Work required — Please find all lines in the data that hold the string "ceiling" and copy them.

Data section —
::::::
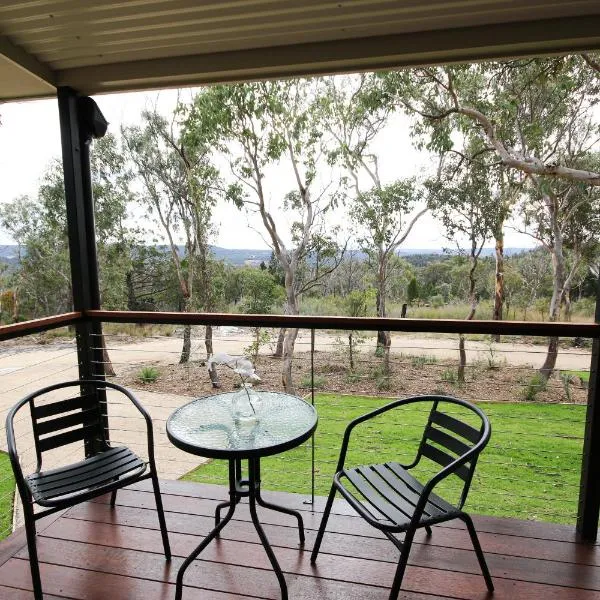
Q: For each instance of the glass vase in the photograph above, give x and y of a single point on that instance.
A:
(244, 404)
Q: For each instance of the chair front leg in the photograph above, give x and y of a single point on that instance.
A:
(402, 562)
(323, 525)
(32, 549)
(161, 514)
(478, 551)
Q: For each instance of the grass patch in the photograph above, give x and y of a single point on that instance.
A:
(148, 374)
(7, 491)
(583, 375)
(530, 469)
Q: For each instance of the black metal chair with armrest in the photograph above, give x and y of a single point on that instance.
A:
(389, 498)
(105, 468)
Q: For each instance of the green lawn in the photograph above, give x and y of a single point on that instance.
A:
(7, 489)
(583, 375)
(530, 469)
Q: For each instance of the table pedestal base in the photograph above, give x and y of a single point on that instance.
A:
(238, 489)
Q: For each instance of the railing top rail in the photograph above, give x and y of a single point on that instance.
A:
(16, 330)
(560, 329)
(533, 328)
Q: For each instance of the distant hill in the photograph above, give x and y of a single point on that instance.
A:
(239, 257)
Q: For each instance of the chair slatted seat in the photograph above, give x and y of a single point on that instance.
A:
(52, 487)
(391, 499)
(392, 493)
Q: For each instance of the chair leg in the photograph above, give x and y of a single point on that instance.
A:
(478, 551)
(325, 518)
(402, 562)
(32, 549)
(161, 515)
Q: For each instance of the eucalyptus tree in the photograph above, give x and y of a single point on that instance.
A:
(271, 125)
(536, 117)
(465, 203)
(357, 110)
(564, 217)
(378, 215)
(181, 186)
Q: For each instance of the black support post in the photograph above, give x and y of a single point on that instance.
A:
(77, 131)
(589, 492)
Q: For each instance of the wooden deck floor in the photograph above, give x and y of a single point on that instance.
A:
(92, 552)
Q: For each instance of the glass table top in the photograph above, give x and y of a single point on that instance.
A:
(207, 426)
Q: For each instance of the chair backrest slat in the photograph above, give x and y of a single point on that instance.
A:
(79, 415)
(441, 458)
(456, 426)
(447, 441)
(62, 406)
(62, 439)
(87, 416)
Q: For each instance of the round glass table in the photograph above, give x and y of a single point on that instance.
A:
(209, 427)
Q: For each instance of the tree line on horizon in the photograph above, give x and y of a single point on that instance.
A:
(507, 140)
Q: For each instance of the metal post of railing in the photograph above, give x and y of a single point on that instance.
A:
(312, 399)
(589, 490)
(80, 122)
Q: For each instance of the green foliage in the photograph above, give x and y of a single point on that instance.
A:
(412, 291)
(567, 380)
(148, 374)
(421, 361)
(259, 291)
(538, 383)
(318, 381)
(7, 494)
(450, 376)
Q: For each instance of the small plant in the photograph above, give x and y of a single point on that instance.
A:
(383, 383)
(148, 374)
(567, 380)
(421, 361)
(354, 377)
(534, 386)
(449, 376)
(318, 382)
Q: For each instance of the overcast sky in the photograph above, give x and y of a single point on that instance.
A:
(30, 139)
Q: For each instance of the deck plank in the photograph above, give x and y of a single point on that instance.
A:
(93, 551)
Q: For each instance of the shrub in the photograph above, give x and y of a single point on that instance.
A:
(535, 385)
(354, 377)
(318, 382)
(449, 375)
(148, 374)
(421, 361)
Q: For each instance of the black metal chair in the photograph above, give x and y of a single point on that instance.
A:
(391, 499)
(105, 468)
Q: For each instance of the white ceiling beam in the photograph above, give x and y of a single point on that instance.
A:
(545, 36)
(26, 61)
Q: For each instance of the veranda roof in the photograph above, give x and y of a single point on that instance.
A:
(117, 45)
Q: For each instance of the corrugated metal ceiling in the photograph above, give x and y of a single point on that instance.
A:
(71, 37)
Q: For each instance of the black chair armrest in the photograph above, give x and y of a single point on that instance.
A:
(138, 406)
(12, 446)
(367, 417)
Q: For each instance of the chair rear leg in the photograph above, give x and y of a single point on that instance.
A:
(161, 515)
(32, 549)
(323, 525)
(402, 562)
(478, 551)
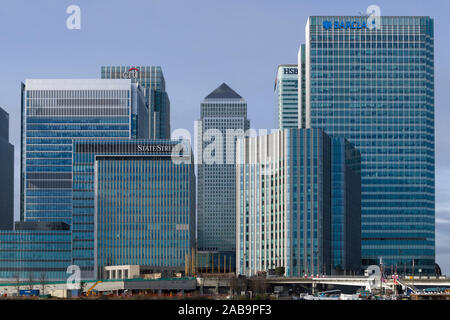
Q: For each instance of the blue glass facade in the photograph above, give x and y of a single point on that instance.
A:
(54, 113)
(345, 207)
(152, 81)
(286, 85)
(26, 254)
(375, 87)
(299, 204)
(284, 206)
(141, 200)
(6, 174)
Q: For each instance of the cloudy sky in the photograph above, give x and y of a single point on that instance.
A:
(199, 44)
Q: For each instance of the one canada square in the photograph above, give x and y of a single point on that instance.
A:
(374, 85)
(223, 120)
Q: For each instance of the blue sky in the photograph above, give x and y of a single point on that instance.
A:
(199, 44)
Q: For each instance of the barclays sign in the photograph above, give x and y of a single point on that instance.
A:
(327, 25)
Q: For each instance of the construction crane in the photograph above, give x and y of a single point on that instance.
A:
(88, 293)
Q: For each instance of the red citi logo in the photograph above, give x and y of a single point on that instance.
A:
(132, 73)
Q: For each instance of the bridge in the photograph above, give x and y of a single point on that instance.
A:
(370, 282)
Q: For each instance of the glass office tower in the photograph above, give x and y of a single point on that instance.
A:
(54, 112)
(142, 193)
(293, 185)
(345, 207)
(6, 174)
(286, 86)
(223, 120)
(375, 87)
(37, 252)
(152, 81)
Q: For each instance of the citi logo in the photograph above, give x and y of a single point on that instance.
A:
(132, 73)
(327, 25)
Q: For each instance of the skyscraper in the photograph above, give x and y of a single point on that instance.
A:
(143, 192)
(56, 111)
(152, 81)
(298, 204)
(286, 85)
(6, 174)
(223, 120)
(374, 85)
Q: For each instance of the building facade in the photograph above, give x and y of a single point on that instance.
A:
(6, 174)
(345, 207)
(375, 87)
(223, 120)
(56, 111)
(285, 207)
(143, 197)
(152, 80)
(286, 86)
(35, 252)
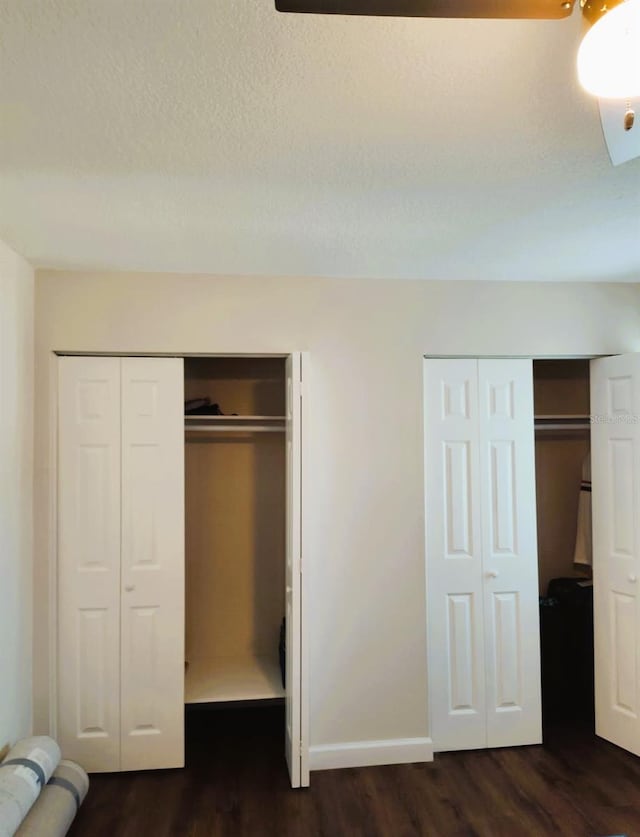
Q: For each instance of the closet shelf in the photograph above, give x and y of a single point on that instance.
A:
(221, 679)
(578, 421)
(253, 424)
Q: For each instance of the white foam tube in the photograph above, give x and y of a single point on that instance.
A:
(58, 803)
(25, 771)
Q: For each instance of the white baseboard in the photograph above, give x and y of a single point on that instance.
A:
(369, 753)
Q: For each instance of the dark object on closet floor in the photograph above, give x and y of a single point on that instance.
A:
(196, 403)
(282, 652)
(204, 410)
(566, 649)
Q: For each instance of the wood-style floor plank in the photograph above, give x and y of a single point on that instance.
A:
(236, 785)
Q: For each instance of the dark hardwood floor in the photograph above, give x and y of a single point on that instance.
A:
(236, 785)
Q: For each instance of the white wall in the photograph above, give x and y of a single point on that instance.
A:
(16, 494)
(364, 553)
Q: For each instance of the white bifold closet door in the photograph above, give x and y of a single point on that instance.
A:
(615, 466)
(121, 562)
(298, 767)
(482, 586)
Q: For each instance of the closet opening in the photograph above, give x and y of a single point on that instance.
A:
(563, 502)
(235, 541)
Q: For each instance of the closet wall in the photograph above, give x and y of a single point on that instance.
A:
(561, 388)
(235, 529)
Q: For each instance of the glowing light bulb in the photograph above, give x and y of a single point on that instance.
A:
(609, 55)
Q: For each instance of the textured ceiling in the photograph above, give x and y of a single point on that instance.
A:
(218, 136)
::::::
Result for this exercise —
Q: For each instance of the white ceiling beam in the photograph above, give x and y of a single point on that instance.
Q: For each instance of the corrugated metal ceiling in the photograph above, give x and y of a single point on that instance.
Q: For each instance of the textured ceiling in the photograph above, give x and y of a single point on that instance.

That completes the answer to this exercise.